*REQUEST*:
Please rewrite the lines below, swapping every "marking one point per instance" for "placing one point on each instance" and keeping everything else the same. Omit the pictures from your answer.

--------------------------------------------------

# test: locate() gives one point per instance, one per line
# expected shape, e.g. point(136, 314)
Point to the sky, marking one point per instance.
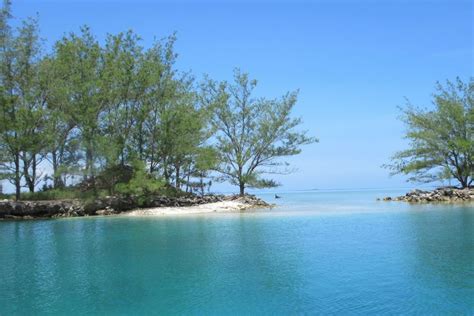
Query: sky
point(354, 63)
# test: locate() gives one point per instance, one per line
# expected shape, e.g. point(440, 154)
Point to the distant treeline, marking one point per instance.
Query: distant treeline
point(118, 116)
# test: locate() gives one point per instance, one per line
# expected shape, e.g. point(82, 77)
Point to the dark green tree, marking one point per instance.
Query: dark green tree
point(253, 134)
point(441, 138)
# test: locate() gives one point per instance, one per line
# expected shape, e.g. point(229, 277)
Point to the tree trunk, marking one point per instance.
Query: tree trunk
point(242, 188)
point(178, 182)
point(17, 177)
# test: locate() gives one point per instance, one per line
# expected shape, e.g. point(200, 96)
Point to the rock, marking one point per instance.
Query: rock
point(447, 194)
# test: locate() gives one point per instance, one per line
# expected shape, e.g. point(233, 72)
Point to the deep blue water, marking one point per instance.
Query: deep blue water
point(316, 253)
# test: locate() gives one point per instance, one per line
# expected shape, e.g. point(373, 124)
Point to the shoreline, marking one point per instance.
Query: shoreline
point(439, 195)
point(159, 205)
point(215, 207)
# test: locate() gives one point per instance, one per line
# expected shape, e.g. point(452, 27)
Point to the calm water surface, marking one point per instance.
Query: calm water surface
point(316, 253)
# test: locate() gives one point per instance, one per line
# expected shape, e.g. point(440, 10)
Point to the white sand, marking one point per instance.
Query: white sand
point(221, 207)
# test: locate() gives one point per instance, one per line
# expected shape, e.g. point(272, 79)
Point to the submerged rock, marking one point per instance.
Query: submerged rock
point(444, 194)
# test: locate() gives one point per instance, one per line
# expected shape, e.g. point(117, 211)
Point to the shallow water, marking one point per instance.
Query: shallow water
point(315, 253)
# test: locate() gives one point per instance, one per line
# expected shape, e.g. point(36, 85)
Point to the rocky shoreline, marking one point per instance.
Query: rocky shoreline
point(447, 194)
point(110, 205)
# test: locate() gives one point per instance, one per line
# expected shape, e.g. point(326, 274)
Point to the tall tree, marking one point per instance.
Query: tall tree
point(441, 138)
point(80, 62)
point(253, 133)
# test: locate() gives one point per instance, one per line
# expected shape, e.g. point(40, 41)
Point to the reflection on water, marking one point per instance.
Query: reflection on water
point(374, 258)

--------------------------------------------------

*ANSWER TO THE TASK*:
# test: locate() gives one point per instance, one per line
# expected shape, e.g. point(136, 314)
Point to the sky, placing one point on each instance.
Query: sky
point(354, 63)
# test: locate() gives one point per instance, one per line
# expected shape, e.g. point(440, 154)
Point to the distant treeline, placing one point on each instance.
Query: distant treeline
point(118, 116)
# test: locate() gives one point per instance, one per line
# expected shape, e.g. point(82, 77)
Point to the dark green tree, placing one point on each instance.
Query: dark green tree
point(253, 134)
point(441, 138)
# test: locate() gives one point per instance, one per line
# expected shape, e.g. point(229, 277)
Point to the tree trunk, placing one point on each instance.
Query: tree trunk
point(242, 188)
point(178, 182)
point(17, 177)
# test: locate() gives one point per instance, one per line
# expected shape, e.g. point(200, 96)
Point to the rock, placing one point on each instance.
Query: rock
point(447, 194)
# test: locate() gives one point per instance, one per line
# expected shape, e.g. point(233, 72)
Point to the deep blue water, placing one point on each instance.
Query: deep blue water
point(316, 253)
# test: locate() gives one point per instance, one per line
# expected shape, e.g. point(373, 124)
Point to the shoreline, placing one point on each instance.
Query: shoreline
point(439, 195)
point(159, 205)
point(215, 207)
# test: locate() gives one point per instance, one per line
# expected shape, e.g. point(452, 27)
Point to the calm water surface, placing one point on each instance.
Query: calm water surface
point(316, 253)
# test: locate() gives one point per instance, one per line
# expected shape, e.g. point(440, 10)
Point to the white sand, placing one point on each instance.
Query: white sand
point(221, 207)
# test: locate() gives one point per instance, one per line
# expected shape, e.g. point(272, 79)
Point to the submerged rock, placing one point on each instance.
Query: submerged rock
point(444, 194)
# test: locate() gives one point per instance, one per line
# expected shape, e.g. point(117, 211)
Point to the shallow water, placing one point on each instance.
Query: shallow water
point(315, 253)
# test: locate() gives one point per instance, one per line
# expected shape, e.g. point(36, 85)
Point to the rocky shoreline, placing one point on each instance.
Query: rocky shoreline
point(447, 194)
point(110, 205)
# test: locate() gives one point per instance, one per line
# expected shape, e.g. point(326, 274)
Point to the tall tree, placing one point on each instance.
Query: tall tree
point(441, 138)
point(80, 62)
point(253, 133)
# test: locate() gives one point per instance, one per line
# expected shape, e.g. point(40, 41)
Point to the reflection on water, placing one point on each instance.
Query: reflection on water
point(374, 258)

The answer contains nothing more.